— START QUOTED PASSAGE —

Boilerplate code to wrap different libs for NLP tasks.

These details have not been verified by PyPI

Project links

Homepage

GitHub Statistics

View statistics for this project via Libraries.io, or by using our public dataset on Google BigQuery

Project description

nlptasks

A collection of boilerplate code for different NLP tasks with standardised input/output data types so that it becomes easier to combine NLP tasks with different libraries/models under the hood.

Sentence Boundary Disambiguation (SBD)
Word Tokenization
Lemmatization
PoS-Tagging
Named Entity Recognition (NER)
Dependency Relations

Installation

The nlptasks package is available on the PyPi server

pip install nlptasks>=0.2.1

Sentence Boundary Disambiguation

Input:

A list of M documents as string (data type: List[str])

Output:

A list of K sentences as string (data type: List[str])

Usage:

from nlptasks.sbd import sbd_factory
docs = [
    "Die Kuh ist bunt. Die Bäuerin mäht die Wiese.", 
    "Ein anderes Dokument: Ganz super! Oder nicht?"]
my_sbd_fn = sbd_factory(name="somajo")
sents = my_sbd_fn(docs)
print(sents)

Example output:

[
    'Die Kuh ist bunt.', 
    'Die Bäuerin mäht die Wiese.', 
    'Ein anderes Dokument: Ganz super!', 
    'Oder nicht?'
]

Algorithms:

Factory `name`	Package	Algorithm	Notes
`'spacy-de'`	`de_core_news_lg-2.3.0`	Rule-based tokenization followed by Dependency Parsing for SBD
`'stanza-de'`	`stanza==1.1.*`, `de`	Char-based Bi-LSTM + 1D-CNN Dependency Parser for Tokenization, MWT and SBD	Qi et. al. (2018), GitHub
`'nltk-punkt-de'`	`nltk==3.5`, `german`	Punkt Tokenizer, rule-based	Kiss and Strunk (2006), Source Code
`'somajo-de'`	`SoMaJo==2.1.1`, `de_CMC`	rule-based	Proisl and Uhrig (2016), GitHub
`'spacy-rule-de'`	`spacy==2.3.0`	rule-based	Sentencizer class

Notes:

Dependency parser based SBDs (e.g. 'spacy', 'stanza') are more suitable for documents with typos (e.g. ',' instead of '.', ' .' instead of '. ') or missing punctuation.

— END QUOTED PASSAGE —

# [WRITTEN TASK 1]
Reproduce the package description from "View statistics for" up to and including "Entity Recognition (NER)".
# [WRITTEN TASK 2]
Translate this sentence from the package description into Spanish: "Dependency parser based SBDs (e.g. 'spacy', 'stanza') are more suitable for documents with typos (e.g. ',' instead of '.', ' .' instead of '. ') or missing punctuation."

— START EXTRACTED ENTRIES —

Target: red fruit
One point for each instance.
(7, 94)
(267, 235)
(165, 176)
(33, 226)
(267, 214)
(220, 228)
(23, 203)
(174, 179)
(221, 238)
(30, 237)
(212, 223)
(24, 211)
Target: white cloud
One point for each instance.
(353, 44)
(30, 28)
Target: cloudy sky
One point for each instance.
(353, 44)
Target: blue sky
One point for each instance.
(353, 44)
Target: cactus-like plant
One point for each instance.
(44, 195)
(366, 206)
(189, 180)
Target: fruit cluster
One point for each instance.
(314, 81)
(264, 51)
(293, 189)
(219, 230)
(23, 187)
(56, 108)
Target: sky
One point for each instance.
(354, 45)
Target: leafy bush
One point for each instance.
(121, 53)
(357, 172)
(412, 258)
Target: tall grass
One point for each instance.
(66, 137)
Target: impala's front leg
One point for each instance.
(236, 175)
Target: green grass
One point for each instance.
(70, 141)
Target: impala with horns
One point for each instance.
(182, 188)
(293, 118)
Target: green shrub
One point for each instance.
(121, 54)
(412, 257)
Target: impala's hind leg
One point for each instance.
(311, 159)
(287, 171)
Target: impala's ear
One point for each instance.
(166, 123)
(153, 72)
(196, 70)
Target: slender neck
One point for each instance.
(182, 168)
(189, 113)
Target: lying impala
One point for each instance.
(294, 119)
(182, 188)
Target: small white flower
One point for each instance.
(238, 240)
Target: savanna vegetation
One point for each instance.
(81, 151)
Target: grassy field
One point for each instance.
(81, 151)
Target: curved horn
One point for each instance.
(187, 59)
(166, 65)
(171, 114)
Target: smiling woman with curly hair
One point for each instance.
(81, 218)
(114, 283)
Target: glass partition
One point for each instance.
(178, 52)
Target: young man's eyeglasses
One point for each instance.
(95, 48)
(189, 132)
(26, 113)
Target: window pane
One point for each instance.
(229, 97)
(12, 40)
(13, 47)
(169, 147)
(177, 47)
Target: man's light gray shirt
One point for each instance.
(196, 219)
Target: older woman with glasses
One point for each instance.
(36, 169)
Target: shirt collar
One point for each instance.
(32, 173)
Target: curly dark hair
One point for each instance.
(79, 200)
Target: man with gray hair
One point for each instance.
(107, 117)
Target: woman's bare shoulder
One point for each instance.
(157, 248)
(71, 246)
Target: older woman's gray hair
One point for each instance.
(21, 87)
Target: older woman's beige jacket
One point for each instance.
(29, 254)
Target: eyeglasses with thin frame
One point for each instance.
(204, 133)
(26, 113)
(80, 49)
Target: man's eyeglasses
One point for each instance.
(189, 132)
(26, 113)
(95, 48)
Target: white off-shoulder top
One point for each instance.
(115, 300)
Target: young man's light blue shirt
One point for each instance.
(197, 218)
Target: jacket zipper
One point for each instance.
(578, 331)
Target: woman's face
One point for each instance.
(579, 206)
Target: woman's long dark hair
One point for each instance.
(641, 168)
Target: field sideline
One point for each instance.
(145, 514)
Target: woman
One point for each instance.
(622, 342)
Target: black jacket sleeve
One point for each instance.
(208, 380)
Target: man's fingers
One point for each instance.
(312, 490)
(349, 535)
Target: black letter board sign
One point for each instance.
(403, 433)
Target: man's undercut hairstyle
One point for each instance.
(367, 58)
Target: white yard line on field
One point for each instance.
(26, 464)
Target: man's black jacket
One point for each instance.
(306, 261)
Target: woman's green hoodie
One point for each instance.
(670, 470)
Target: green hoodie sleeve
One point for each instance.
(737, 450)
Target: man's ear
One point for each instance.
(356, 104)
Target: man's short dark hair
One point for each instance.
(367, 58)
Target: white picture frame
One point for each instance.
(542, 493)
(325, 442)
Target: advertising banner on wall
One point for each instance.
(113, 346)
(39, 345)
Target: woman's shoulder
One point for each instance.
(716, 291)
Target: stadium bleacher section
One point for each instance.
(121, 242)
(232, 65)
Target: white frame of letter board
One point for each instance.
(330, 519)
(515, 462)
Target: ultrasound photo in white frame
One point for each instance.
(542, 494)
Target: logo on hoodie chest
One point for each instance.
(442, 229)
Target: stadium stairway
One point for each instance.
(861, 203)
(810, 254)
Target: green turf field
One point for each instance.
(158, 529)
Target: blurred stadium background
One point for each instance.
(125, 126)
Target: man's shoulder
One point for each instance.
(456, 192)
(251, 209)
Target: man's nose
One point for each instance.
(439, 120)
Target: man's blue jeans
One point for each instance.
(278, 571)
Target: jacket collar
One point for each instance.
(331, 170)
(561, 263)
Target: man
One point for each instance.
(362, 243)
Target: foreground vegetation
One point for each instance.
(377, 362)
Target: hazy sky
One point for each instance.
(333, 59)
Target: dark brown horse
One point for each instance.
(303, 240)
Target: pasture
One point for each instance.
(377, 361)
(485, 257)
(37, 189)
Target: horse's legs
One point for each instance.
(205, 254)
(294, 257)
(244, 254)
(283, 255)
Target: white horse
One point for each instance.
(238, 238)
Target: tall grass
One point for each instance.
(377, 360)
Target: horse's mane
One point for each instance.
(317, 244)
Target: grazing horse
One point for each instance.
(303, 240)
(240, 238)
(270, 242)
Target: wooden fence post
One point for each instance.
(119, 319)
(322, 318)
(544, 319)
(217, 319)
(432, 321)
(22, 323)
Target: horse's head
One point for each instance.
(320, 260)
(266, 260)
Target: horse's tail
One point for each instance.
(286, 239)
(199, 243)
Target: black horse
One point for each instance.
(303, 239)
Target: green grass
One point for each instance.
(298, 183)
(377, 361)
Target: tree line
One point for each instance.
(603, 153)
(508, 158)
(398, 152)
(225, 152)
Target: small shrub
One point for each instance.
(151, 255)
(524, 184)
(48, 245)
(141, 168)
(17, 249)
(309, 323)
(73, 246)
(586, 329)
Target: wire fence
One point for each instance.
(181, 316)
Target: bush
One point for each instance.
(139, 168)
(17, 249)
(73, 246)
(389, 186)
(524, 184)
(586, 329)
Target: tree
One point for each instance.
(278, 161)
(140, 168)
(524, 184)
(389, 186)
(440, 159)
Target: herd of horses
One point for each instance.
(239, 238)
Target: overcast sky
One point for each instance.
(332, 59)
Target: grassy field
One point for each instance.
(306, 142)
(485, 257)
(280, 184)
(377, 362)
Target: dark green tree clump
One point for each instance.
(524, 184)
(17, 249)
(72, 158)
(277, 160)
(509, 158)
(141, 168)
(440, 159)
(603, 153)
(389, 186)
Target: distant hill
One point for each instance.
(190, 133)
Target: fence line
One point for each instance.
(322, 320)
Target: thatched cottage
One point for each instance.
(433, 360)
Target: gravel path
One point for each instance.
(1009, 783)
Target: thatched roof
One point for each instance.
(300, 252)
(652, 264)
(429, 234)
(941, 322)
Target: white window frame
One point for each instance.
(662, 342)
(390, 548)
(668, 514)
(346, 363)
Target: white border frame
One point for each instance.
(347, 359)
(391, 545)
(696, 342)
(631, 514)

— END EXTRACTED ENTRIES —

# [WRITTEN SOLUTION 1]
View statistics for this project via Libraries.io, or by using our public dataset on Google BigQuery

Project description

nlptasks

A collection of boilerplate code for different NLP tasks with standardised input/output data types so that it becomes easier to combine NLP tasks with different libraries/models under the hood.

Sentence Boundary Disambiguation (SBD)
Word Tokenization
Lemmatization
PoS-Tagging
Named Entity Recognition (NER)

# [WRITTEN SOLUTION 2]
Los SBD basados en analizadores de dependencias (p. ej., 'spacy', 'stanza') son más adecuados para documentos con errores tipográficos (p. ej., ',' en lugar de '.', ' .' en lugar de '. ') o con puntuación faltante.